::: Texto fuente

La literatura de Morales dinamita (sí, más verbos que hacen ¡¡¡CATAPOOM!!!) los cimientos de muchos de los presupuestos ideológicos que tenemos establecidos como dogma en el mundo contemporáneo. Entre todos los prejuicios, el primero, el que más le interesa a la narradora: el de la lectura. Conforme cómo nos han enseñado a leer es como leemos también la realidad, así de sencillo. La obra de Morales en su totalidad apunta contra la infraestructura de nuestras capacidades lectoras, promoviendo constantemente (desde que la inventara como concepto un filósofo francés hace ya más de cinco décadas) la tan famosa deconstrucción (pongamos que hablo de Derrida).
La prosa de esta autora tiene uno de los dones que las grandes plumas (sustantivo demodé si los hay) suelen tener, ya que maneja a la perfección el arte de incomodar. ¿Por qué? No por jugar a ser una suerte de enfant terrible, sino porque su literatura no busca ser condescendiente con el lector, porque se atreve (por considerarlo una necesidad casi deontológica, gajes del oficio) a decir lo que piensa con la libertad que la no adhesión a ningún foro concreto (institucional, partidario, religioso) conlleva. Y también porque está dispuesta a deconstruir (otra vez este verbo, che) en plena faena creativa, casi como un acto performativo, su propio discurso. Pero no nos apuremos, que compromiso la Morales sí que lo tiene, pero la cosa no es fácil. Pasemos al retrato.
Si la vemos, su look, que bien poco debiera importarnos, para ser sinceros, con tanta cosa (y prosa) para ofrecer, sin embargo, es un aspecto más de su persona (en griego ‘máscara’) que llama la atención. Poniéndonos a hacer de tratadistas de fisonomía renacentista —como el italiano Giovanni Battista della Porta, quizás el más destacado de su tiempo— podemos decir que el rostro de la autora inspira respeto, hay vehemencia en su mirada y una fortaleza de carácter que se adivina en su rostro de facciones angulares. En su versión más punky, su cabeza rapada enfatiza una actitud que pudiera confundirse con arrogancia y es solo convicción, esa que da la inteligencia. Cristina parece tener tantas palabras en las gateras de su mente esperando salir al galope que, a veces, hace una pausa y uno se imagina que, como el personaje de “El Aleph” borgesiano, ha visto ese círculo de luz que todo lo concentra. Si no me creen, mírense esta entrevista.

::::::

### Problema planteado 1
Indique cuántas líneas del listado que figura a continuación contienen la palabra «blue». Responda únicamente con el número.

::: Listado proporcionado

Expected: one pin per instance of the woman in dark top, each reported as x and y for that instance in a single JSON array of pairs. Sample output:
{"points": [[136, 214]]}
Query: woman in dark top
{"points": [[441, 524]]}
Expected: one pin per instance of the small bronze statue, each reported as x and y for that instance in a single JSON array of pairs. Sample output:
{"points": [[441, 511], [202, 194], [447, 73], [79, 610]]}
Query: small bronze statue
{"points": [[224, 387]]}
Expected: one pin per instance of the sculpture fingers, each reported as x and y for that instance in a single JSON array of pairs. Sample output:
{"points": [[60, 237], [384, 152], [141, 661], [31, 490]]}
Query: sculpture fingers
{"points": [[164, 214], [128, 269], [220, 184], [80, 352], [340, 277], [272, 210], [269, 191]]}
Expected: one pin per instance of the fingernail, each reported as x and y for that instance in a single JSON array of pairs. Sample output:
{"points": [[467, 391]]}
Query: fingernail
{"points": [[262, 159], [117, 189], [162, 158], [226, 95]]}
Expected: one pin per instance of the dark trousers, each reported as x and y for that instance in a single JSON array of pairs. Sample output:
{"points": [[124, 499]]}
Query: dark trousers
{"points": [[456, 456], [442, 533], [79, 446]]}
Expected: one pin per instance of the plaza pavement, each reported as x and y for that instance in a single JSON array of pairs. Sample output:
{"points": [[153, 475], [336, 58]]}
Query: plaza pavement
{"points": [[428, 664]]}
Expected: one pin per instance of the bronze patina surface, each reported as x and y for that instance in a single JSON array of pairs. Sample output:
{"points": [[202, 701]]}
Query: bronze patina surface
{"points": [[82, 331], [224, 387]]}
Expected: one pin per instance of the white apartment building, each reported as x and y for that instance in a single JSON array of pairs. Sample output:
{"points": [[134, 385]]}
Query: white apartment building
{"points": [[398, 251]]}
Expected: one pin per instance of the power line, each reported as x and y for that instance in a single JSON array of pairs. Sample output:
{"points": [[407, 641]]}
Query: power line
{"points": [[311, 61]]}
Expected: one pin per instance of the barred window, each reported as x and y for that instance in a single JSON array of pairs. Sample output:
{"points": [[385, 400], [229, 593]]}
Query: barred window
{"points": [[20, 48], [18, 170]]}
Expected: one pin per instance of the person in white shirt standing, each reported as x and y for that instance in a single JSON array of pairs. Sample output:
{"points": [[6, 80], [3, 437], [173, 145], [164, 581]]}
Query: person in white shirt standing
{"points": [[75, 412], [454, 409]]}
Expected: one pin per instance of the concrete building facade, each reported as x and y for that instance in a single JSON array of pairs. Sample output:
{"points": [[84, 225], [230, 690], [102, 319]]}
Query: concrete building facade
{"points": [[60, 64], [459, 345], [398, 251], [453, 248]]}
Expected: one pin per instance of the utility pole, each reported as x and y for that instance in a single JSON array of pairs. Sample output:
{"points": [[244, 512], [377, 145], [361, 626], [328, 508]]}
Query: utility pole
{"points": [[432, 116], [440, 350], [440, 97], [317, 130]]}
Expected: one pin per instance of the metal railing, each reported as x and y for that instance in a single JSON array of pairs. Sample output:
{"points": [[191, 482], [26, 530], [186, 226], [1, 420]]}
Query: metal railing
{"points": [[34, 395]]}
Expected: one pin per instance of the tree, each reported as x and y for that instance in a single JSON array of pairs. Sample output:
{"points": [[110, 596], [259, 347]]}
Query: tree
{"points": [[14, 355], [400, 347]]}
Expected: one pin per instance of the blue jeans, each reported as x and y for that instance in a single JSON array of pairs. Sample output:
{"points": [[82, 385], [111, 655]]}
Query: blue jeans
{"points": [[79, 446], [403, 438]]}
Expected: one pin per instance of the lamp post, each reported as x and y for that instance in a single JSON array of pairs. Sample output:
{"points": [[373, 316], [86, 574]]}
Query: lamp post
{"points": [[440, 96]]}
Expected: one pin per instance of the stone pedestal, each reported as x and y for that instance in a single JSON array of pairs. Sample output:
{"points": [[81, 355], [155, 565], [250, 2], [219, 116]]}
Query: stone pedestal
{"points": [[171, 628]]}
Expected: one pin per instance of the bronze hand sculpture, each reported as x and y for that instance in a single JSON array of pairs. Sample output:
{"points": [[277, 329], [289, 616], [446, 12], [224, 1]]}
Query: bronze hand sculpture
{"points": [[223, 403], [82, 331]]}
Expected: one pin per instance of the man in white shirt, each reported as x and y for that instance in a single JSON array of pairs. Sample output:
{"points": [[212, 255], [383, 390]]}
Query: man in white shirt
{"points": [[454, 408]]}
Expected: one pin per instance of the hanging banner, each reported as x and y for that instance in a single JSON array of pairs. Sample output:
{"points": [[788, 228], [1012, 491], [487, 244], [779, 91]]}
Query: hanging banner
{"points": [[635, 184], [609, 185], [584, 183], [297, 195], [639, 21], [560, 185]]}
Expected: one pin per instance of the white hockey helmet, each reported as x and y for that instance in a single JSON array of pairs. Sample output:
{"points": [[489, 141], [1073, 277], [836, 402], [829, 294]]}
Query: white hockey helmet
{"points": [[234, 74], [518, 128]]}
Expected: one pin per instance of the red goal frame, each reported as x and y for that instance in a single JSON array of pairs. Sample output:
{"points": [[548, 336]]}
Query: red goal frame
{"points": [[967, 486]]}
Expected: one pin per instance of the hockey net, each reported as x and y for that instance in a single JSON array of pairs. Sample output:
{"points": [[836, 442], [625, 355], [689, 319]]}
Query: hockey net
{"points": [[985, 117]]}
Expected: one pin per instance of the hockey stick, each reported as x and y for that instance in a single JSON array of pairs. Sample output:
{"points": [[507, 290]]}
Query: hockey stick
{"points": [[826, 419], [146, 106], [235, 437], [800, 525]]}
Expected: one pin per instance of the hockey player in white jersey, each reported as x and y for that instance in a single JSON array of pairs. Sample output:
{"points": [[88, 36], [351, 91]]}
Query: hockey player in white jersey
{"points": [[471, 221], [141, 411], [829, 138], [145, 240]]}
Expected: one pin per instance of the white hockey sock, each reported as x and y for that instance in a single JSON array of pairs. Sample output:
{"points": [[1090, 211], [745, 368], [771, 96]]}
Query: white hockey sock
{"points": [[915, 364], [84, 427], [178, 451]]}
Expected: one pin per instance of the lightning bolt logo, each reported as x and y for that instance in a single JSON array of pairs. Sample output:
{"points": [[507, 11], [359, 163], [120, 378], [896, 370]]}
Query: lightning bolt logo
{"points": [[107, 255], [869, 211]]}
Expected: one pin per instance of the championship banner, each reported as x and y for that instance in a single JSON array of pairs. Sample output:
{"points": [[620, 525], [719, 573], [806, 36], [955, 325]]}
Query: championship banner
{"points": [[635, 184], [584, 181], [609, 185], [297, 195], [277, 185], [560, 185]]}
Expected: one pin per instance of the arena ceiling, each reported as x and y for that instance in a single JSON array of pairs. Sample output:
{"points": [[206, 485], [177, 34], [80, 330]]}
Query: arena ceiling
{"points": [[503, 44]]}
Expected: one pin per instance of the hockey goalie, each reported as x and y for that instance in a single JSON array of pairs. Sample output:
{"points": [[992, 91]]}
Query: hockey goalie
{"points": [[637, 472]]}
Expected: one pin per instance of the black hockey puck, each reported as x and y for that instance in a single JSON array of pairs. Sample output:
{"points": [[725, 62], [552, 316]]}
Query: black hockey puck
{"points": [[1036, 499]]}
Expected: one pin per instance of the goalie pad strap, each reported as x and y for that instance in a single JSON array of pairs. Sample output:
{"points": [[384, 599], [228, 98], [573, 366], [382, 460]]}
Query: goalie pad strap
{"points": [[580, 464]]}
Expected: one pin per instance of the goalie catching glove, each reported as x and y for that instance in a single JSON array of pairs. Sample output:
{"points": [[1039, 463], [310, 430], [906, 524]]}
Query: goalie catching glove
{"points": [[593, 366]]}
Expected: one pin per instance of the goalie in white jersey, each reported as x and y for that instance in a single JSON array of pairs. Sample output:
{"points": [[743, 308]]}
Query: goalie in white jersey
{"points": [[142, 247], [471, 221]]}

::::::

### Problema planteado 2
Prosiga el texto sobre la literatura de Cristina Morales que aparece más arriba, a partir de su última oración.

### Respuesta 1
2

### Respuesta 2
Pasemos a la secuencia informativa. Cristina Morales ha escrito un libro de cuentos, La merienda de las niñas (2008) y, hasta el momento, cuatro novelas: Los combatientes (2013), Malas palabras (2015), Terroristas modernos (2017), una excelente novela, sorpresiva desde su título (guiño, guiño) por tratarse, en realidad, de la conspiración contra el rey español Fernando VII (en plena modernidad decimonónica), y su más laureada creación, Lectura fácil (2018). Esta última es, hasta el momento, la obra que, a juicio de quien garabatea estas palabras, alcanza la plenitud narrativa de la autora y merece, probablemente, un poco más que las anteriores, todos los halagos con los que abrimos nuestra semblanza. La Morales realmente, como la afamada canción de Los Shakers (que tan cansados tiene a los Fattoruso), muestra esa impronta del break it all, pero con fundamentos y una visión de la realidad que, aunque cristalina, también es muy compleja, porque deja en evidencia sus más turbias facetas. Es sobre esa última novela —Premio Nacional de Narrativa (2019)— que vale la pena hablar un poco más.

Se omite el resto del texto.